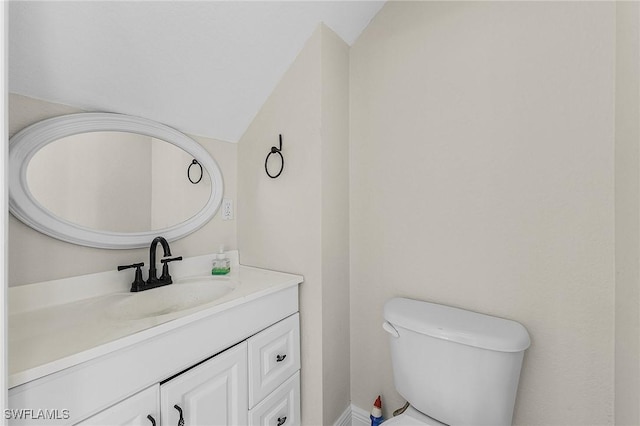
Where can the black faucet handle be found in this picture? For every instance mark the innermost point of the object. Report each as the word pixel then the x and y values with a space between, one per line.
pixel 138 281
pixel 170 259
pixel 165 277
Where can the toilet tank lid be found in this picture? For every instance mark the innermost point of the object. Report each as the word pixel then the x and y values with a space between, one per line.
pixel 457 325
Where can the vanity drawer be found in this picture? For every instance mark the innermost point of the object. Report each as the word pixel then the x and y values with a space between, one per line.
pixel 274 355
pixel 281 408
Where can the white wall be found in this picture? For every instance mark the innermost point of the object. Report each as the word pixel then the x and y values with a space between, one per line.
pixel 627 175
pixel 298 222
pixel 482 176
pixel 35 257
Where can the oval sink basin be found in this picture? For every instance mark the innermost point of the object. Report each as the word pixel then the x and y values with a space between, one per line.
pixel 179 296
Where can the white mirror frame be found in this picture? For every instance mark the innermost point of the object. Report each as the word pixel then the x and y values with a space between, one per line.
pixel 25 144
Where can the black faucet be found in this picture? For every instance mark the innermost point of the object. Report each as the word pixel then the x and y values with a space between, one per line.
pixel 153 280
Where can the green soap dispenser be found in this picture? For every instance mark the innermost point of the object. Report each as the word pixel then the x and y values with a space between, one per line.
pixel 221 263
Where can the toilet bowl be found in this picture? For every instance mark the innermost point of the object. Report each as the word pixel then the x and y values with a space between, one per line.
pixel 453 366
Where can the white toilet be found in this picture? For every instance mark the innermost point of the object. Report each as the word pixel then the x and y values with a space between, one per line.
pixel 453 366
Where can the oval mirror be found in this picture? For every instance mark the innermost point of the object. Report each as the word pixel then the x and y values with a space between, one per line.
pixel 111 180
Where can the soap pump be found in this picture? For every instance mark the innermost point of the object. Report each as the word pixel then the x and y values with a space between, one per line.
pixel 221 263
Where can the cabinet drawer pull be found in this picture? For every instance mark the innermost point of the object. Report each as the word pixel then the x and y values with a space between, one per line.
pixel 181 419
...
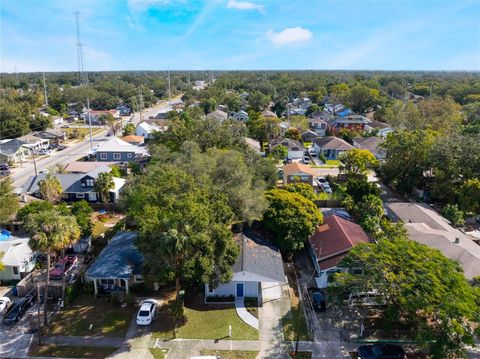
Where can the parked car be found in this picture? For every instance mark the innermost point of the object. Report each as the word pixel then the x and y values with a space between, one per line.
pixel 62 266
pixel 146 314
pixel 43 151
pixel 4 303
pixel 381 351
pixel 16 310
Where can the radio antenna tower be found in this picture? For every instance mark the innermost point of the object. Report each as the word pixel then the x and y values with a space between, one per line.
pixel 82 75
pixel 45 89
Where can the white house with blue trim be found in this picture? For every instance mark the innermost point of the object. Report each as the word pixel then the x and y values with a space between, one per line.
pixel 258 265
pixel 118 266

◆ TASK INSTRUCTIONS
Render the part of the entries that opens with the line containing "Where can the black faucet handle" and closes with the line containing "pixel 457 325", both included, as a numbered list with blank lines left out.

◆ SOLUTION FOR THIS PROBLEM
1. Where can the black faucet handle be found in this picture? For every instance mark the innermost point of the object. Report each as the word pixel then the x and y values with a space between, one per line.
2. pixel 138 281
3. pixel 170 259
4. pixel 165 277
5. Where can the toilet tank lid be found in this picture? For every instance mark the innermost point of the object. Report each as the word pixel then the x and y values with a space between, one per line.
6. pixel 457 325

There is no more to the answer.